>> Start The input

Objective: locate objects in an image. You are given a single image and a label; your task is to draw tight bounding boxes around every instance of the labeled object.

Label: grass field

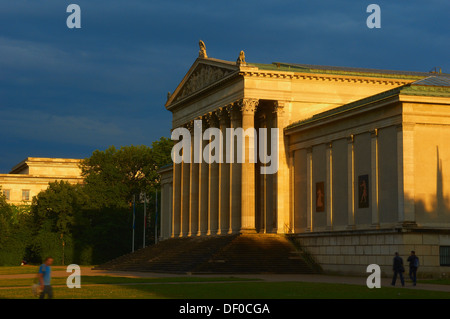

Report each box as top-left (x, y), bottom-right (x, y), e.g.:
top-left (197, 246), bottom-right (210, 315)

top-left (0, 282), bottom-right (450, 299)
top-left (0, 266), bottom-right (450, 299)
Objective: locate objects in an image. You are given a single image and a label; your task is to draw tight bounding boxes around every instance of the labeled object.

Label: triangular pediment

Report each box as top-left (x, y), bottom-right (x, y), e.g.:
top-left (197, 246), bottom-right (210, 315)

top-left (166, 58), bottom-right (239, 108)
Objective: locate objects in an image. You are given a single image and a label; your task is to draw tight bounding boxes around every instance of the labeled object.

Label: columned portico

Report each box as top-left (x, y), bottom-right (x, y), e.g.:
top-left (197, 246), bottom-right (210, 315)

top-left (239, 99), bottom-right (259, 233)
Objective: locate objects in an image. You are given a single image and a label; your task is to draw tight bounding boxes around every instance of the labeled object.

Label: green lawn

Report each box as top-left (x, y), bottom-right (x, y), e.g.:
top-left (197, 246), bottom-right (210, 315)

top-left (0, 276), bottom-right (259, 287)
top-left (0, 282), bottom-right (450, 299)
top-left (417, 279), bottom-right (450, 285)
top-left (0, 266), bottom-right (67, 275)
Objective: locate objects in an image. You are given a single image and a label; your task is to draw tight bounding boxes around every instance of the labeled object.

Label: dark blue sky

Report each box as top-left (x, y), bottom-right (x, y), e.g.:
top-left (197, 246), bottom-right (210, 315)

top-left (0, 0), bottom-right (450, 173)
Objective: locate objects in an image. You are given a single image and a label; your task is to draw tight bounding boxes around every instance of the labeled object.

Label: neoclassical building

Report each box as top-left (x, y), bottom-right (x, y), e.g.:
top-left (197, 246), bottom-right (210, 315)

top-left (160, 42), bottom-right (450, 272)
top-left (0, 157), bottom-right (83, 205)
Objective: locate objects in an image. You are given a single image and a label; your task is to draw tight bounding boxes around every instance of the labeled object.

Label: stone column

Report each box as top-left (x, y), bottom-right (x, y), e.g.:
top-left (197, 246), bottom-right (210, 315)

top-left (217, 108), bottom-right (230, 234)
top-left (256, 113), bottom-right (266, 233)
top-left (172, 163), bottom-right (182, 237)
top-left (208, 114), bottom-right (219, 235)
top-left (197, 119), bottom-right (209, 236)
top-left (397, 123), bottom-right (416, 225)
top-left (306, 147), bottom-right (314, 232)
top-left (188, 121), bottom-right (203, 236)
top-left (347, 135), bottom-right (355, 229)
top-left (228, 105), bottom-right (242, 234)
top-left (370, 129), bottom-right (380, 228)
top-left (180, 122), bottom-right (193, 237)
top-left (274, 101), bottom-right (290, 234)
top-left (325, 143), bottom-right (333, 230)
top-left (239, 99), bottom-right (259, 233)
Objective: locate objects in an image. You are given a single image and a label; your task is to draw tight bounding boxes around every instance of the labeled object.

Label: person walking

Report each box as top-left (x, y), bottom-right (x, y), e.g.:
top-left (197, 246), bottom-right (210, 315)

top-left (407, 250), bottom-right (419, 286)
top-left (391, 252), bottom-right (405, 287)
top-left (39, 257), bottom-right (53, 299)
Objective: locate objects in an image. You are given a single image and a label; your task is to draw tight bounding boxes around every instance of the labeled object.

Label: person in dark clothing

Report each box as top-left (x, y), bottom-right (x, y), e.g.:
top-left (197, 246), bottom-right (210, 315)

top-left (407, 250), bottom-right (419, 286)
top-left (391, 253), bottom-right (405, 287)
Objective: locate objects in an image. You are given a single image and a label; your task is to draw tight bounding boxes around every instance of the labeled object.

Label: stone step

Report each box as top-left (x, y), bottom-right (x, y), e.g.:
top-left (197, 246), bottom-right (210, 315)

top-left (96, 234), bottom-right (320, 273)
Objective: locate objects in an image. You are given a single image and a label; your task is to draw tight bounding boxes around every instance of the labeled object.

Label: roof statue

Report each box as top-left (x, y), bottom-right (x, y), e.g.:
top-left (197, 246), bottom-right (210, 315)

top-left (198, 40), bottom-right (208, 59)
top-left (236, 51), bottom-right (247, 65)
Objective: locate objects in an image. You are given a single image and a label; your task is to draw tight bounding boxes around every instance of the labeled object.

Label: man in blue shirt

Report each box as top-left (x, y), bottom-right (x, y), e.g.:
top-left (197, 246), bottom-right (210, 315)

top-left (407, 250), bottom-right (419, 286)
top-left (391, 252), bottom-right (405, 287)
top-left (39, 257), bottom-right (53, 299)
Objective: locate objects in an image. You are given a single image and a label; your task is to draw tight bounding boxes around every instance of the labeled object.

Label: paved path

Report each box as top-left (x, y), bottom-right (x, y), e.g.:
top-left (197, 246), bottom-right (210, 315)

top-left (0, 267), bottom-right (450, 292)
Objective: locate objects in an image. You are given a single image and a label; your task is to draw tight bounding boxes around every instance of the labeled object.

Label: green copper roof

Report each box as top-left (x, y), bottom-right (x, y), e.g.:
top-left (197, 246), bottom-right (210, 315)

top-left (249, 62), bottom-right (450, 80)
top-left (285, 77), bottom-right (450, 130)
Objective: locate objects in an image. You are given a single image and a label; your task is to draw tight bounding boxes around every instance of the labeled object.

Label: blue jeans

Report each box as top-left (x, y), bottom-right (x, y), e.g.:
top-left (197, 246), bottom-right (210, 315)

top-left (409, 267), bottom-right (417, 286)
top-left (392, 270), bottom-right (405, 286)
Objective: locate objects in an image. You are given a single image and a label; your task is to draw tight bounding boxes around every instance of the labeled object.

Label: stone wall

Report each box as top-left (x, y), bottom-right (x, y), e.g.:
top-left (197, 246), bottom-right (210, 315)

top-left (293, 230), bottom-right (450, 277)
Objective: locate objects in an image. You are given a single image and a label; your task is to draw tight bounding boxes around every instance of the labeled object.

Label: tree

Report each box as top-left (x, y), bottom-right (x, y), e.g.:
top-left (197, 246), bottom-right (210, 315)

top-left (31, 181), bottom-right (88, 264)
top-left (0, 192), bottom-right (33, 266)
top-left (80, 137), bottom-right (173, 209)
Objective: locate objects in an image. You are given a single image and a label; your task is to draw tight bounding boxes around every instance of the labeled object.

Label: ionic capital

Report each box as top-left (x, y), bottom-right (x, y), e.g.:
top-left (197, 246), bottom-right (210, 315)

top-left (273, 101), bottom-right (285, 115)
top-left (236, 99), bottom-right (259, 114)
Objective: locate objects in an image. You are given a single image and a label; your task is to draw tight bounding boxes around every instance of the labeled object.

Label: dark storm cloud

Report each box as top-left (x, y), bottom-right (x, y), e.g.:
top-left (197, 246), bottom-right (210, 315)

top-left (0, 0), bottom-right (450, 172)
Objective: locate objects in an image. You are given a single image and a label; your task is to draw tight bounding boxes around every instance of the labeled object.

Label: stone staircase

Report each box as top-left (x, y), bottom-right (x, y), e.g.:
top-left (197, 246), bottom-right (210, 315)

top-left (95, 234), bottom-right (317, 274)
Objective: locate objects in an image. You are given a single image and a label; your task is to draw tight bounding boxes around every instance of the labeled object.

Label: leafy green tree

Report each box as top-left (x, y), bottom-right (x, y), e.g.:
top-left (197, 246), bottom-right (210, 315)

top-left (31, 181), bottom-right (88, 264)
top-left (80, 137), bottom-right (173, 209)
top-left (0, 192), bottom-right (33, 266)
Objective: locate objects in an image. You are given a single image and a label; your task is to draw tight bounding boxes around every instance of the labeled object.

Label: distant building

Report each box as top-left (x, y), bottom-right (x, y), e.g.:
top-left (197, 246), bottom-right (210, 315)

top-left (0, 157), bottom-right (83, 205)
top-left (160, 42), bottom-right (450, 274)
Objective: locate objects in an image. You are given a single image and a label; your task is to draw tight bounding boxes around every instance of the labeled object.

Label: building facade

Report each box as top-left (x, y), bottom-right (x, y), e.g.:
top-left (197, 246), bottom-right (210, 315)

top-left (161, 44), bottom-right (450, 273)
top-left (0, 157), bottom-right (83, 205)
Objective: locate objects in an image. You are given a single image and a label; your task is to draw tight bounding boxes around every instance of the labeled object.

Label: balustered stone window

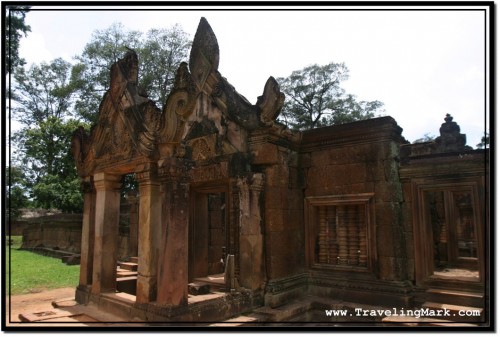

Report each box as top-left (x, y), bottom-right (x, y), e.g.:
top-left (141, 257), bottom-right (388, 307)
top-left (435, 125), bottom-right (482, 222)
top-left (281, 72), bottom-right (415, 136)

top-left (306, 194), bottom-right (372, 270)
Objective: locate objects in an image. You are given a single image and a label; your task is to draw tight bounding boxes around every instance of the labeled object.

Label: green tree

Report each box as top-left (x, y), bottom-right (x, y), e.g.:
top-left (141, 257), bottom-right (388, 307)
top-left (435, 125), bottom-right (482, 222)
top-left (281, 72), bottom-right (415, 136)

top-left (476, 132), bottom-right (490, 149)
top-left (12, 59), bottom-right (86, 212)
top-left (5, 6), bottom-right (31, 74)
top-left (413, 133), bottom-right (436, 144)
top-left (73, 23), bottom-right (142, 123)
top-left (74, 23), bottom-right (190, 123)
top-left (5, 166), bottom-right (30, 219)
top-left (276, 63), bottom-right (383, 130)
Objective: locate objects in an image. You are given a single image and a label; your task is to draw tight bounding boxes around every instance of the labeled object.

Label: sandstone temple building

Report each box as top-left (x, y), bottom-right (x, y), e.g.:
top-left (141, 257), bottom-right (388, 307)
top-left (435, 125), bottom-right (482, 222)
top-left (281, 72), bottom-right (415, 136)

top-left (72, 18), bottom-right (490, 323)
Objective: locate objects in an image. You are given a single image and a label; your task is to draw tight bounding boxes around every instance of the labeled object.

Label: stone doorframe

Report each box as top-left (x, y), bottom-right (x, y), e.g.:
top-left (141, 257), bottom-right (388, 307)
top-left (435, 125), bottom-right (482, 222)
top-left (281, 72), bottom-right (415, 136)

top-left (411, 179), bottom-right (486, 286)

>> End The input

Pull out every line of the data above that contains the word "dark".

:: Full response ::
Label: dark blue sky
Label: person in dark clothing
Label: dark storm cloud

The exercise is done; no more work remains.